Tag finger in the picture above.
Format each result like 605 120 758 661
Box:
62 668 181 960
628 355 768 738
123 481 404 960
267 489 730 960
☆ ☆ ☆ ☆ ☆ ☆ ☆
WHAT YOU NEED TO DO:
Report how many lines in the rows above contain the word "each". Give only the number.

TASK RESULT:
1